**Work to be completed:** Copy out verbatim everything in the entries below, from the line containing "Draw the outline of every instance of the clear" down to the end of the entries, including both of those lines.

**Exercise input:**
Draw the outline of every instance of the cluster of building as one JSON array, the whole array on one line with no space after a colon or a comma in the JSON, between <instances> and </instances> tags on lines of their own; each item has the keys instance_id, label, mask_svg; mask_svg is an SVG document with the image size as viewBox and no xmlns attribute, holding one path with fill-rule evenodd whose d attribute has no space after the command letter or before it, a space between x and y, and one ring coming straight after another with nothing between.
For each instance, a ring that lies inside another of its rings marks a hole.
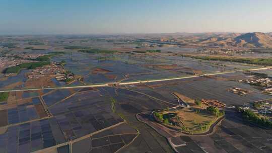
<instances>
[{"instance_id":1,"label":"cluster of building","mask_svg":"<svg viewBox=\"0 0 272 153\"><path fill-rule=\"evenodd\" d=\"M244 105L240 108L245 110L250 110L255 113L259 114L262 116L265 115L266 117L270 117L268 118L270 120L271 115L272 115L272 100L268 99L263 101L259 101L254 102L253 104L259 104L259 107L255 107L253 105L248 104Z\"/></svg>"},{"instance_id":2,"label":"cluster of building","mask_svg":"<svg viewBox=\"0 0 272 153\"><path fill-rule=\"evenodd\" d=\"M198 49L197 51L200 52L204 53L209 53L211 54L227 54L227 55L232 55L233 54L237 53L242 53L244 52L249 52L250 50L244 50L244 49L232 49L232 48L226 48L226 49Z\"/></svg>"},{"instance_id":3,"label":"cluster of building","mask_svg":"<svg viewBox=\"0 0 272 153\"><path fill-rule=\"evenodd\" d=\"M74 78L72 73L67 73L60 63L56 62L37 67L27 74L27 76L29 80L42 77L54 77L58 81L65 81L67 79L73 80Z\"/></svg>"},{"instance_id":4,"label":"cluster of building","mask_svg":"<svg viewBox=\"0 0 272 153\"><path fill-rule=\"evenodd\" d=\"M229 89L230 92L238 95L243 95L249 92L249 91L239 88L233 87Z\"/></svg>"},{"instance_id":5,"label":"cluster of building","mask_svg":"<svg viewBox=\"0 0 272 153\"><path fill-rule=\"evenodd\" d=\"M18 58L18 57L24 59L36 59L40 56L44 55L44 54L29 54L29 53L23 53L23 54L7 54L6 56L7 57L15 57Z\"/></svg>"}]
</instances>

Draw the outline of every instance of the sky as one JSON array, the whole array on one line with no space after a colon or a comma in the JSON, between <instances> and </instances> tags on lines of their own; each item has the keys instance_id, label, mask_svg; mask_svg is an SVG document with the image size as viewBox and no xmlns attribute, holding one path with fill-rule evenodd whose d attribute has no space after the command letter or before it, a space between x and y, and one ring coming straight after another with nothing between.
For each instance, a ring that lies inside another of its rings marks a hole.
<instances>
[{"instance_id":1,"label":"sky","mask_svg":"<svg viewBox=\"0 0 272 153\"><path fill-rule=\"evenodd\" d=\"M271 0L0 0L1 34L272 32Z\"/></svg>"}]
</instances>

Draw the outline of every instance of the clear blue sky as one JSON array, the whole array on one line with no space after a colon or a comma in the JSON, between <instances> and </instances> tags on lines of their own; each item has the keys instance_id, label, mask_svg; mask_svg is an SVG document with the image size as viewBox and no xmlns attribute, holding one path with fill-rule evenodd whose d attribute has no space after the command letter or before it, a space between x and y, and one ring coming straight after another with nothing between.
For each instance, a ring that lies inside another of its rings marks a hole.
<instances>
[{"instance_id":1,"label":"clear blue sky","mask_svg":"<svg viewBox=\"0 0 272 153\"><path fill-rule=\"evenodd\" d=\"M0 34L272 32L271 0L0 0Z\"/></svg>"}]
</instances>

**The solution:**
Draw the outline of every instance of the clear blue sky as one JSON array, the whole array on one line with no space after a colon or a comma in the JSON, between <instances> and </instances> tags on lines of their own; each item has the keys instance_id, label, mask_svg; mask_svg is an SVG document with the image size as viewBox and no xmlns attribute, holding one path with fill-rule evenodd whose d attribute has no space after the command letter or before it, a space between x and y, and one ring coming straight after another with nothing between.
For each instance, a ring that lies inside another of its rings marks a hole.
<instances>
[{"instance_id":1,"label":"clear blue sky","mask_svg":"<svg viewBox=\"0 0 272 153\"><path fill-rule=\"evenodd\" d=\"M0 34L272 32L271 0L0 0Z\"/></svg>"}]
</instances>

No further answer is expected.